--- Start ENTRIES SHOWN ---

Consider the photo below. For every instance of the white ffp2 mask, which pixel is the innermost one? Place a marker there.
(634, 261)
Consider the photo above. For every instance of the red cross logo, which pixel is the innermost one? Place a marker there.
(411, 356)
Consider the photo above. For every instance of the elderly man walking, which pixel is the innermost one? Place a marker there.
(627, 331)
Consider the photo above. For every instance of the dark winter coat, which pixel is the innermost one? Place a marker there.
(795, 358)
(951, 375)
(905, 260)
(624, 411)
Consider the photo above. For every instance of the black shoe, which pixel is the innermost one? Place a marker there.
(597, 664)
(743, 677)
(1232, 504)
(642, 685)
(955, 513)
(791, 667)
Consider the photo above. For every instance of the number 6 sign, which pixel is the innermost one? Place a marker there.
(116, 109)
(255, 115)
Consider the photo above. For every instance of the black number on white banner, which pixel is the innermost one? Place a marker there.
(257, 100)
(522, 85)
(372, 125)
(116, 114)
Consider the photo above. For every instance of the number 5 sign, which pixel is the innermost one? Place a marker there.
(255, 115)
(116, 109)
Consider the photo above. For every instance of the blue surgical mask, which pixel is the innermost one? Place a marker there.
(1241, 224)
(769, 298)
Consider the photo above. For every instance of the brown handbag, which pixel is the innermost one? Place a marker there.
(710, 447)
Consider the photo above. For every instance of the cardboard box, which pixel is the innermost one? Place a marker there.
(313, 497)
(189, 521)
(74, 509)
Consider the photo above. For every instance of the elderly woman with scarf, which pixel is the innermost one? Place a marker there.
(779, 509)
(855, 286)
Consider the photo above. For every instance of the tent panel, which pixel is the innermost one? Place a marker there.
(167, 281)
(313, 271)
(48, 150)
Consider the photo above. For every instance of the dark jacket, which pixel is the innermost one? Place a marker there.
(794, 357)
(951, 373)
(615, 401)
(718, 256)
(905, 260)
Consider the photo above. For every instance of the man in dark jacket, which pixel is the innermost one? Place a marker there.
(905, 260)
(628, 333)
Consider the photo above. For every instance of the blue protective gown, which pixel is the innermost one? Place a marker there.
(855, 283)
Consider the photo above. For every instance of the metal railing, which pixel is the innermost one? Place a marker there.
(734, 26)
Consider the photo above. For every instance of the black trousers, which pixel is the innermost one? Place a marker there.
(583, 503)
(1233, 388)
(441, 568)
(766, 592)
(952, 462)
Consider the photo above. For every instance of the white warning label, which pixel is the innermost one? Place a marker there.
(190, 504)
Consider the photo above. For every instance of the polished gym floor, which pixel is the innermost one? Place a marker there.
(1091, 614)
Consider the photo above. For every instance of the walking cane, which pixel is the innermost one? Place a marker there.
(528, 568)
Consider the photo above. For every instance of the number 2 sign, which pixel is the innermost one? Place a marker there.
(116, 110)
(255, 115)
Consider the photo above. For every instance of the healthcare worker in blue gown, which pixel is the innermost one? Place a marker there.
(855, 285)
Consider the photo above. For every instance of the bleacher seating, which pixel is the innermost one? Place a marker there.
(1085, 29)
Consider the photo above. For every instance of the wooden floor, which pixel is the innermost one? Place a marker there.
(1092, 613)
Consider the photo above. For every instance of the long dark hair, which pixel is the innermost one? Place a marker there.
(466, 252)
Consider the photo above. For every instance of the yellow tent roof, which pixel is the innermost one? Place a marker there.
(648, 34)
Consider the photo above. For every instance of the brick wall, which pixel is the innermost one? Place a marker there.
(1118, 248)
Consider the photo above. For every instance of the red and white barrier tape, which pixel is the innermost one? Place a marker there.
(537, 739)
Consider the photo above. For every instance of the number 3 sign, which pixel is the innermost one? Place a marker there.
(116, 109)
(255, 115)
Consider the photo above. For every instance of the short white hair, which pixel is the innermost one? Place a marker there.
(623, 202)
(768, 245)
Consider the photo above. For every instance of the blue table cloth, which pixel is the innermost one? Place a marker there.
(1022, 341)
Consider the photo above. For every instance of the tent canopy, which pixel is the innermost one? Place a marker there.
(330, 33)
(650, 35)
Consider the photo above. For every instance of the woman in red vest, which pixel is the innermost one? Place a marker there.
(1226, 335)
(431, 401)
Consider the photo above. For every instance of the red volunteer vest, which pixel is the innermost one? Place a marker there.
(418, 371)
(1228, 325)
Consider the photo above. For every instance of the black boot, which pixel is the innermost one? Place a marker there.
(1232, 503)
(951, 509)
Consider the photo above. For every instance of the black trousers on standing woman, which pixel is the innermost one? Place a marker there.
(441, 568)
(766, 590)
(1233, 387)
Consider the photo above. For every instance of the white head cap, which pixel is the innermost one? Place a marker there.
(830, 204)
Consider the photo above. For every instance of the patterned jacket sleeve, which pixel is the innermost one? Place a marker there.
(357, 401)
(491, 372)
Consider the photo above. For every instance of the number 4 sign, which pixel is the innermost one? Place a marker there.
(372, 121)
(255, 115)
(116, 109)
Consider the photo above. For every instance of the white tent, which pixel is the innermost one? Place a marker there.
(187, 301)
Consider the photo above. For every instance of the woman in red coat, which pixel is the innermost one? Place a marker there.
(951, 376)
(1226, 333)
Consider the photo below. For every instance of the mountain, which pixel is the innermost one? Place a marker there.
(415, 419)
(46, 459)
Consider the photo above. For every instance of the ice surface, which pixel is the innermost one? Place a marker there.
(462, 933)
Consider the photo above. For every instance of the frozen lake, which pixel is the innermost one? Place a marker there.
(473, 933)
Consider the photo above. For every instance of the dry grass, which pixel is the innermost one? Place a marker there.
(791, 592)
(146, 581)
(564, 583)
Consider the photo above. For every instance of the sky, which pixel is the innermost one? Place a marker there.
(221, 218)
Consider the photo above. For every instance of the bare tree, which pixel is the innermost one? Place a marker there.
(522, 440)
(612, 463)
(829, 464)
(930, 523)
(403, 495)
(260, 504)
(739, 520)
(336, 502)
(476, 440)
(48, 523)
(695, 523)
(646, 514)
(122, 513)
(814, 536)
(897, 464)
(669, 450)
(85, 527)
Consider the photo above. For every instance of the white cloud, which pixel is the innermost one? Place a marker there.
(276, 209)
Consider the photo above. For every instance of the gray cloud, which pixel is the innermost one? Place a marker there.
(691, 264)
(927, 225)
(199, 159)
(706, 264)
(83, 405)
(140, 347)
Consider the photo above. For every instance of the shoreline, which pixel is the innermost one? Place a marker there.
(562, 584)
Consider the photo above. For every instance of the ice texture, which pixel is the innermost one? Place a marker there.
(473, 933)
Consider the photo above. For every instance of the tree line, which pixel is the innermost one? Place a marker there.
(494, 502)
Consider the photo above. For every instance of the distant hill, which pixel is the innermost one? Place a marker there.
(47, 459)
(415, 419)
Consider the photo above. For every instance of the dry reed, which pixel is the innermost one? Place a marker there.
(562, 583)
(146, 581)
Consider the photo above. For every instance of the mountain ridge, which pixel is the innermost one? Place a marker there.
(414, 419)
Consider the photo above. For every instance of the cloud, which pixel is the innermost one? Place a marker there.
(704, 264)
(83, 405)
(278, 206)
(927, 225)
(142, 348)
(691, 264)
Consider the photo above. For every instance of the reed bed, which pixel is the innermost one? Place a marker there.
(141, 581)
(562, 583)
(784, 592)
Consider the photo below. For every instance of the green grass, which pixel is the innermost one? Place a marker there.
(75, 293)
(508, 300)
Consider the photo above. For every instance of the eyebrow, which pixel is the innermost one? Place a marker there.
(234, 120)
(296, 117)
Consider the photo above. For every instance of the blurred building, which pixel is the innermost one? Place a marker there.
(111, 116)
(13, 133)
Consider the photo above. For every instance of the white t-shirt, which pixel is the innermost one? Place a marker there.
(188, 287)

--- End ENTRIES SHOWN ---

YOUR OBJECTIVE | Reproduce the lines of the entries above exactly, but only from the line containing "Consider the photo above. For every instance of the reed" through the final line.

WRITTEN ANSWER |
Consider the photo above. For every instance of the reed bed, which pixel is the innermost one? Place a marker there.
(141, 581)
(562, 583)
(784, 592)
Consider the photo below. For every instance of the green grass, which pixel is the innermost one? Place a marker there.
(75, 293)
(508, 300)
Consider the photo above. For every instance of the eyebrow, which pixel is the innermost one? Place a marker there.
(234, 120)
(296, 117)
Consider the photo above. For every instance of the blurred building, which pixel is the innermost one? Place a marker there.
(111, 116)
(13, 133)
Consider the photo above. For every instance of the white t-shirt, which pixel is the innermost one? Place a marker there.
(188, 287)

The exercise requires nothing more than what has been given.